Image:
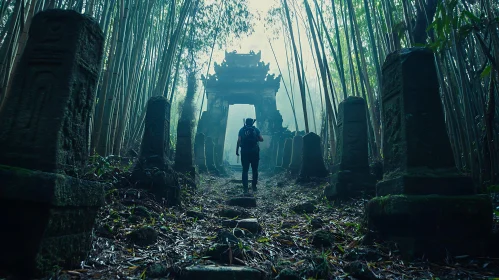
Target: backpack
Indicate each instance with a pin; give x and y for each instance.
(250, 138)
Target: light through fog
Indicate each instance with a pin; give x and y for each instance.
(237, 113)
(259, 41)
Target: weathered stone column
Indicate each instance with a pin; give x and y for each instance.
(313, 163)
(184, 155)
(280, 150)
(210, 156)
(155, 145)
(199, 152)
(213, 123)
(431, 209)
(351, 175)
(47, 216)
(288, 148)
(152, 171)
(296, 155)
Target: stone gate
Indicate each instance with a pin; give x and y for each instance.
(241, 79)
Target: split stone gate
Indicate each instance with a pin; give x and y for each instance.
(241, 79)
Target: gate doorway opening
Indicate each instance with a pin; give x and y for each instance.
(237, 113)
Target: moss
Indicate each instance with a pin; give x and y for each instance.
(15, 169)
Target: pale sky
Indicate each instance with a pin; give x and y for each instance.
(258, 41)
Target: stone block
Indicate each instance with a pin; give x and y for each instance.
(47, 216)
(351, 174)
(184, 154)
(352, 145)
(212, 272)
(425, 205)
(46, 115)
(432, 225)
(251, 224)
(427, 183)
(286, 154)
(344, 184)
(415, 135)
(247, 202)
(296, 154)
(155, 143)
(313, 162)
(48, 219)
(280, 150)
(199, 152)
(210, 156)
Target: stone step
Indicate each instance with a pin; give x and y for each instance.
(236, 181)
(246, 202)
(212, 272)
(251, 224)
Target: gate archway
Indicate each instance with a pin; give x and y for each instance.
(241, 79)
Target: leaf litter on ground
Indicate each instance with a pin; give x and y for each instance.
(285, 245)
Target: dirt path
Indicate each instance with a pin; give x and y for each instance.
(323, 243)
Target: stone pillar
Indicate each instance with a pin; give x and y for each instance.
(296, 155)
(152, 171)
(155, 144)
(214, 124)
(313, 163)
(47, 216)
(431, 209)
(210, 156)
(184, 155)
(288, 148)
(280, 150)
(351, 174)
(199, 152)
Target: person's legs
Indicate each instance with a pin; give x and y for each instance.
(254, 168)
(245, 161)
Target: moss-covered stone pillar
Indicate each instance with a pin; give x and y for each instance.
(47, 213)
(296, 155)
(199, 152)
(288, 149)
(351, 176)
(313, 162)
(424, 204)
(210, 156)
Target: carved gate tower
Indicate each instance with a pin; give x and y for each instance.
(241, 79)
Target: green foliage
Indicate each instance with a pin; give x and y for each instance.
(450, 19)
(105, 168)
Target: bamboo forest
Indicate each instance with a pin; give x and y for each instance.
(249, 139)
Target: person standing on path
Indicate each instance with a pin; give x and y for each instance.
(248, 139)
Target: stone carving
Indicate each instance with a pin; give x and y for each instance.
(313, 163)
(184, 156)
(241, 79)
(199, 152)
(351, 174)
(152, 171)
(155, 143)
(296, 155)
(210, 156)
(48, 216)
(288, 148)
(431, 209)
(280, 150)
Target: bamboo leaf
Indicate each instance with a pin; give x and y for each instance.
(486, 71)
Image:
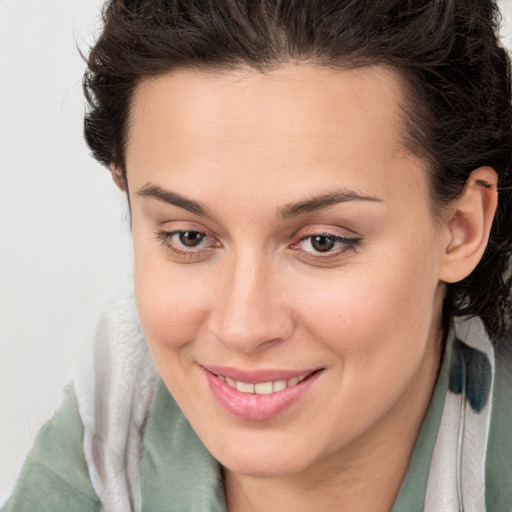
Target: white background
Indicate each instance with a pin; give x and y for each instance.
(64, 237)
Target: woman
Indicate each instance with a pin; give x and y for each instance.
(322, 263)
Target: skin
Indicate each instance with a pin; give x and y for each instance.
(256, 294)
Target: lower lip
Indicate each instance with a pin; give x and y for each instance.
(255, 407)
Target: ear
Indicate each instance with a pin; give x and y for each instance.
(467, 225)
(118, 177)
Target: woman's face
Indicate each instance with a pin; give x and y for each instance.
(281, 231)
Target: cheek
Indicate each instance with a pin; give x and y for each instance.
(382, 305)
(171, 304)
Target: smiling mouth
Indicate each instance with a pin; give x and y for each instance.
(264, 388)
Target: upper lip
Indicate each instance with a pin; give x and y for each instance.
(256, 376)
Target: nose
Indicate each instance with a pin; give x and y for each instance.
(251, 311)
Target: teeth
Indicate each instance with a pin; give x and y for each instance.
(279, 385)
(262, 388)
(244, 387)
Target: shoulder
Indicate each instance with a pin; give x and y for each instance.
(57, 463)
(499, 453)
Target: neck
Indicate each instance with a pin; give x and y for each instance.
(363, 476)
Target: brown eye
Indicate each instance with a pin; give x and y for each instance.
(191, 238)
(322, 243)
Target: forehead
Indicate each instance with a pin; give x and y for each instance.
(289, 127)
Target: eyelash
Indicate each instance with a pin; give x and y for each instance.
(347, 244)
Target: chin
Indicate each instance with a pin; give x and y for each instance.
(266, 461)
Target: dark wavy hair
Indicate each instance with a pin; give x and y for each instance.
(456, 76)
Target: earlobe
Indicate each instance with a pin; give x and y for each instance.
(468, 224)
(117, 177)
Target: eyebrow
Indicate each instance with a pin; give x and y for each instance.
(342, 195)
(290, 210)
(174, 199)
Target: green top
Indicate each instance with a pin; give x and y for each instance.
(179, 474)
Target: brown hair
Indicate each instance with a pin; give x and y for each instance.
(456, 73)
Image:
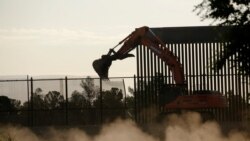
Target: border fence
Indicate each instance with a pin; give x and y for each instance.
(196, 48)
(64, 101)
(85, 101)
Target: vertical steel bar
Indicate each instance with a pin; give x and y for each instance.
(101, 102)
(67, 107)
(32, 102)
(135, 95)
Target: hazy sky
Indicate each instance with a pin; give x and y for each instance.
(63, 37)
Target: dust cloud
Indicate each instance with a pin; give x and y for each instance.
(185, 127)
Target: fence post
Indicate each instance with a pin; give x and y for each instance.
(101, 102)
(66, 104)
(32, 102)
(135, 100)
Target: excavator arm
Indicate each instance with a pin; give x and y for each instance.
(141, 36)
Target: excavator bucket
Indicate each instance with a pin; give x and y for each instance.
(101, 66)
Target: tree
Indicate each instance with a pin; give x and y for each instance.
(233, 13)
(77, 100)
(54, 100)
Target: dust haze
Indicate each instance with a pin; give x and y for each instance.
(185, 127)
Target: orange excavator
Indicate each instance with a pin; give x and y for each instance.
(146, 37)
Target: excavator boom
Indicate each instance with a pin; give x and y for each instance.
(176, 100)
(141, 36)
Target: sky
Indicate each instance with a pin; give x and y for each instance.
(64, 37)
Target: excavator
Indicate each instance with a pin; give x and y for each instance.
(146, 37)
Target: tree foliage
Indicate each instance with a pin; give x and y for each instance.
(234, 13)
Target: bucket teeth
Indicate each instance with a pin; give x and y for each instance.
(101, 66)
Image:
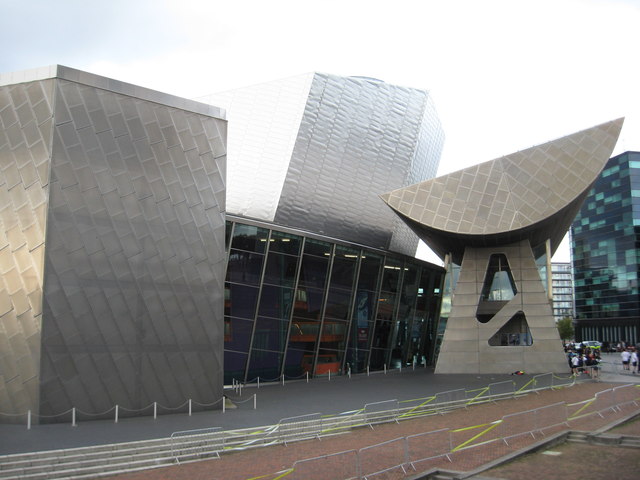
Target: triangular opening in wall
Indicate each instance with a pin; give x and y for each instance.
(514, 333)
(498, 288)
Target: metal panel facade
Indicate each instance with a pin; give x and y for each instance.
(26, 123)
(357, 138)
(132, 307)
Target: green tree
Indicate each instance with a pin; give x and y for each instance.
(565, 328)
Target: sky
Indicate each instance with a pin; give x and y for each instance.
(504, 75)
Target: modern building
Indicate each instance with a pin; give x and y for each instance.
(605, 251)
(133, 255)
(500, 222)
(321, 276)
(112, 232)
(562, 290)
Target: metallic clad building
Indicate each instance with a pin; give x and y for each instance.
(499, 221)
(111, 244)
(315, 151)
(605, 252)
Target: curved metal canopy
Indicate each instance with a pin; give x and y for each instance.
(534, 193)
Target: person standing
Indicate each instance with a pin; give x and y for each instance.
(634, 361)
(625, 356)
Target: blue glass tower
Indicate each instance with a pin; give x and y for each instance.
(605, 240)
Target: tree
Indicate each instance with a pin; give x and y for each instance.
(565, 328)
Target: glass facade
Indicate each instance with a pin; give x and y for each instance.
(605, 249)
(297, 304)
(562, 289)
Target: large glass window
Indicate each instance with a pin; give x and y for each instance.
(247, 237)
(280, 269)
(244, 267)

==

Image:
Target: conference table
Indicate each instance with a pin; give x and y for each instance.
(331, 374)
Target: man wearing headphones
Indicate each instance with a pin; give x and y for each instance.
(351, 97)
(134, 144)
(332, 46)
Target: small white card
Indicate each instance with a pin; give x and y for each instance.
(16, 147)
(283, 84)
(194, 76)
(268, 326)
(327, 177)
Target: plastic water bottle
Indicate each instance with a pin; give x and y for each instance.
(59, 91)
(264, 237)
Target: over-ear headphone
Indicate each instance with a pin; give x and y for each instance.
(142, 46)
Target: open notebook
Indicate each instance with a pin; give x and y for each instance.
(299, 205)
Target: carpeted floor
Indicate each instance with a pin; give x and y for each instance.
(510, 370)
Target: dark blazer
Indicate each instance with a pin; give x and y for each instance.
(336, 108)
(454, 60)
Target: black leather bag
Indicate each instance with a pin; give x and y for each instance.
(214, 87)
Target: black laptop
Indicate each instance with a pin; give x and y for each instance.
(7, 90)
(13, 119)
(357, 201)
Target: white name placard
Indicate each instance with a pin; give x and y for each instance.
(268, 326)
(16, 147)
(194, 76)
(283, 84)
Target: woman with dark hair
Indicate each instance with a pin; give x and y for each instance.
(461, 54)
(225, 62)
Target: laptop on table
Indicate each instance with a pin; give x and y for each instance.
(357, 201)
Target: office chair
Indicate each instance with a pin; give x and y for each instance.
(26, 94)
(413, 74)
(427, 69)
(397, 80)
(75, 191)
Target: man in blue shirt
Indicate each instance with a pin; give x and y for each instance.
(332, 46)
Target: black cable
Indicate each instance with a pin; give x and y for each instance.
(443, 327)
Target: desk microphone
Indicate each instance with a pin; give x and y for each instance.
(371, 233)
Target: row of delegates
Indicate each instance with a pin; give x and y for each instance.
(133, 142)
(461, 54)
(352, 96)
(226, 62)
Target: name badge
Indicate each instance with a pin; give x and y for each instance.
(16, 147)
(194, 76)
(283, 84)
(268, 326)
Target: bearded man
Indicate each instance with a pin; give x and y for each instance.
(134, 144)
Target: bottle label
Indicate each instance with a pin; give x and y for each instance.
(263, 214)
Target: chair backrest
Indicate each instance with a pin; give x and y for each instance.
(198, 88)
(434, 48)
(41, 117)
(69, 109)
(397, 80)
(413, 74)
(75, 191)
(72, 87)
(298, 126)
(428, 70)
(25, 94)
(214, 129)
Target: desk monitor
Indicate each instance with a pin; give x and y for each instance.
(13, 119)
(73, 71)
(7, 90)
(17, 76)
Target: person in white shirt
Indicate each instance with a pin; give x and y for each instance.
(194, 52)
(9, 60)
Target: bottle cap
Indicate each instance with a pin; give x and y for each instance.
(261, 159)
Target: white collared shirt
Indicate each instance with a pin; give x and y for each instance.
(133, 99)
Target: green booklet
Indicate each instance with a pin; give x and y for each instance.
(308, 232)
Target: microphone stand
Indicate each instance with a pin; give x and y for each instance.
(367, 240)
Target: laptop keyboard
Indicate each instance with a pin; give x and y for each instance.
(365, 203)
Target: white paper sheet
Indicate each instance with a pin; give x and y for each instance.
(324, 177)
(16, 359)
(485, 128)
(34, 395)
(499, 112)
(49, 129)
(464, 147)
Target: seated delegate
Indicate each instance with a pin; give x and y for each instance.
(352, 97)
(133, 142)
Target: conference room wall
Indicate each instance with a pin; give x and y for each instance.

* Goal
Gather every line of the records above that holds the word "desk" and list those lines.

* Solution
Target: desk microphone
Target: desk monitor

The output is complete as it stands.